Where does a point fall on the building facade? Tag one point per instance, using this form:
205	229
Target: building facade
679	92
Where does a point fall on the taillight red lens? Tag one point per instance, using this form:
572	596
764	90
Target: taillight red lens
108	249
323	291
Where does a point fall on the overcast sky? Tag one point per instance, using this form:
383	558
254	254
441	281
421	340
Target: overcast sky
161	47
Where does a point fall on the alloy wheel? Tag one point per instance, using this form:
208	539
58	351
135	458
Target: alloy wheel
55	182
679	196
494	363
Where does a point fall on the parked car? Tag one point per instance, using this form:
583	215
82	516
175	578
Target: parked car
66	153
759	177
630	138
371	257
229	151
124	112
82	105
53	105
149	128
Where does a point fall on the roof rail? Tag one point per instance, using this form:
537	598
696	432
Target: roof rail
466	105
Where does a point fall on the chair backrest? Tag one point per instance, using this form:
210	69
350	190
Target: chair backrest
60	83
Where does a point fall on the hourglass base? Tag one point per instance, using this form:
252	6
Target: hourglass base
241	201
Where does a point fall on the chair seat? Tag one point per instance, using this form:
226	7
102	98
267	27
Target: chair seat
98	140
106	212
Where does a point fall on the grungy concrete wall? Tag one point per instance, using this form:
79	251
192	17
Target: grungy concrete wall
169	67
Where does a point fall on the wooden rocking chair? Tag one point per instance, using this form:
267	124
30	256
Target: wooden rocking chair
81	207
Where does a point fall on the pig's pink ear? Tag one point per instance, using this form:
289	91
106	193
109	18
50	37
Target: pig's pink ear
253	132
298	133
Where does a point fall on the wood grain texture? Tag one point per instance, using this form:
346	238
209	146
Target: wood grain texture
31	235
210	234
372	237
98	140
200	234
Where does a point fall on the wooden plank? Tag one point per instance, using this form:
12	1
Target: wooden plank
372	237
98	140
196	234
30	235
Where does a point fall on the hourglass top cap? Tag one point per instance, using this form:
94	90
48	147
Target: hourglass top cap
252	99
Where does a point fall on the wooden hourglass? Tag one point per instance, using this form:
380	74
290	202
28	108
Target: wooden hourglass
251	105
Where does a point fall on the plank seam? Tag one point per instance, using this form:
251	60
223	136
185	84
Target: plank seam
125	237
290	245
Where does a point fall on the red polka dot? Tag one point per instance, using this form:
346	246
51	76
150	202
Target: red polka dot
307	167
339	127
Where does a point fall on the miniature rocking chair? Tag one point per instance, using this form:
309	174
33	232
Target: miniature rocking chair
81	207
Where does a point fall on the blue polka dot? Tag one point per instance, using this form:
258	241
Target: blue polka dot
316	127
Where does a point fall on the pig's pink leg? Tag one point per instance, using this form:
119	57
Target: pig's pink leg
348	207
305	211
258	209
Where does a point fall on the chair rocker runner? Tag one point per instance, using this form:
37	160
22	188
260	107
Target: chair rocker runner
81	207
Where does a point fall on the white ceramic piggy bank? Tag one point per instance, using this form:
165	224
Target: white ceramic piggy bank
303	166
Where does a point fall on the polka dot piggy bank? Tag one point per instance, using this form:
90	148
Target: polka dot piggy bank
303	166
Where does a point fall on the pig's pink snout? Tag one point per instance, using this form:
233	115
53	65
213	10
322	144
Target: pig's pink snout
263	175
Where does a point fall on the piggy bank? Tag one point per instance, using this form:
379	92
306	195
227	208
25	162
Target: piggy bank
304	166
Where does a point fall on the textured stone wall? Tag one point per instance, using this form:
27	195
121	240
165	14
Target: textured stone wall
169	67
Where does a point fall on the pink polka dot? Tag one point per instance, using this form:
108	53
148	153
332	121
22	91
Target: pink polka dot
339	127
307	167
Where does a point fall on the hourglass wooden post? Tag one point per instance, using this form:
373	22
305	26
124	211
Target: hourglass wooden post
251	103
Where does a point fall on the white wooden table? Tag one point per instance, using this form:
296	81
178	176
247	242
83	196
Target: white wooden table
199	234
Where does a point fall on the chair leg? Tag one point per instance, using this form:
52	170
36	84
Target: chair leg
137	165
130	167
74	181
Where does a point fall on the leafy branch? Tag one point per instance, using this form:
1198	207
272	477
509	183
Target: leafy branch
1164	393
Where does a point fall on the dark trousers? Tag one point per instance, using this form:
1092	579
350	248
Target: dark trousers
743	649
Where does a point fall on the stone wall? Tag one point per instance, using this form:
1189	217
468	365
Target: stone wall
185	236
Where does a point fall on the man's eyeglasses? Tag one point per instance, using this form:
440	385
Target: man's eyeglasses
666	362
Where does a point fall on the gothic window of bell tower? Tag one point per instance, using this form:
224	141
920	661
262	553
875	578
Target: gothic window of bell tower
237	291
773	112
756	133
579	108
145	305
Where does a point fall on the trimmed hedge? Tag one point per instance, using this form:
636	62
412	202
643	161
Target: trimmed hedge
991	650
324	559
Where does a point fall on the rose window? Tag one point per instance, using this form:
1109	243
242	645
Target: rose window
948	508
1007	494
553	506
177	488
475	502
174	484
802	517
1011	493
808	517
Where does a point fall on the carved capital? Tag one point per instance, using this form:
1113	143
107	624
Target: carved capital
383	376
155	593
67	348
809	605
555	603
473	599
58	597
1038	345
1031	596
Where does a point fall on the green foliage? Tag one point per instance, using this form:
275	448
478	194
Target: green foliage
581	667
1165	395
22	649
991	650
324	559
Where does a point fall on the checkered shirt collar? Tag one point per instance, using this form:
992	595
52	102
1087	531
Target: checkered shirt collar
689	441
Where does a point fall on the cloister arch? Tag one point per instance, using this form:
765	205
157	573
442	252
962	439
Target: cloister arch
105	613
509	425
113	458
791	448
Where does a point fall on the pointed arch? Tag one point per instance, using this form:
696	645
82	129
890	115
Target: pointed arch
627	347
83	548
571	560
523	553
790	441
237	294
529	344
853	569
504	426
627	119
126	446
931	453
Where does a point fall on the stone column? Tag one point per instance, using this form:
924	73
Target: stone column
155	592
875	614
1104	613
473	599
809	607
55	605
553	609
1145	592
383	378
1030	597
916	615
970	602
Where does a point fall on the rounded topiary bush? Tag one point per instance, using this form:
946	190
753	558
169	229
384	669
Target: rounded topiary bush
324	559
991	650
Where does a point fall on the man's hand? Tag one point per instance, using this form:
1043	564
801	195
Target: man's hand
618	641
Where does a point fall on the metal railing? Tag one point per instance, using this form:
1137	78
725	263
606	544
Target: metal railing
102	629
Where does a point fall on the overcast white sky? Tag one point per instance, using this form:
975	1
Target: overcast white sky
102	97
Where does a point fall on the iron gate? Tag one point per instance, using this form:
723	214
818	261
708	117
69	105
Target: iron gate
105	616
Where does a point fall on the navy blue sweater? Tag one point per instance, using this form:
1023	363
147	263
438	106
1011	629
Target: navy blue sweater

****************************************

Task to complete
Take the line with "Where does a point fall on the rounded" and all lines after it through the end of the records, and write them out exactly; include nothing else.

Response to the exercise
Where does a point fall on the rounded topiary bush? Tag one point per instance, using this form:
946	190
753	558
169	229
384	669
Target: rounded topiary bush
324	559
991	650
Where does a point fall on the man's hand? Tag one point per instance, using this form:
1043	564
801	195
Target: man's hand
618	641
Where does a point fall on the metal railing? Tag one point per instance, using this form:
1137	78
725	263
606	544
Target: metal railing
102	629
Where does a point fall on the overcast white sky? Tag one point per instance, using this form:
975	1
Target: overcast white sky
102	97
Where does a point fall on the iron gate? Tag one point per instance, using this form:
723	214
818	261
708	117
69	105
Target: iron gate
105	616
Where does a point fall on the navy blue sweater? Tag one point per instance, using this form:
1023	363
147	263
438	106
1011	629
Target: navy blue sweater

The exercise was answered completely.